GOAL
Repeat the data below verbatim, starting at the line that contains "Spot the distant" and continuing through the final line of the data, with both included.

(Point annotations for images)
↓

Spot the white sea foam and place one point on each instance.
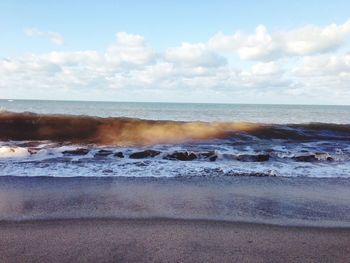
(13, 152)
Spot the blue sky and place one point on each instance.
(200, 51)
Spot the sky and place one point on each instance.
(276, 52)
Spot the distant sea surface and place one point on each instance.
(68, 139)
(277, 114)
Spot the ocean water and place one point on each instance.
(52, 138)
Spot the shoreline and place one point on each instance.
(273, 200)
(160, 240)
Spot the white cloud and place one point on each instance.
(129, 69)
(129, 49)
(269, 68)
(263, 45)
(54, 37)
(194, 55)
(323, 65)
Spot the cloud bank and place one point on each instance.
(302, 65)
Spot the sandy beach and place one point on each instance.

↑

RESULT FOR THIS TASK
Spot the distant sea surface and place one point on each instance.
(68, 139)
(277, 114)
Spot the ocean water and place one point on each instance.
(52, 138)
Spot the shoreline and place one point on each instance.
(273, 200)
(160, 240)
Spot the white cloud and place one point on each instance.
(129, 69)
(129, 49)
(269, 68)
(263, 45)
(54, 37)
(194, 55)
(323, 65)
Spot the cloud bank and place one point on each instance.
(302, 65)
Spot the sandy beach and place one point on each instance.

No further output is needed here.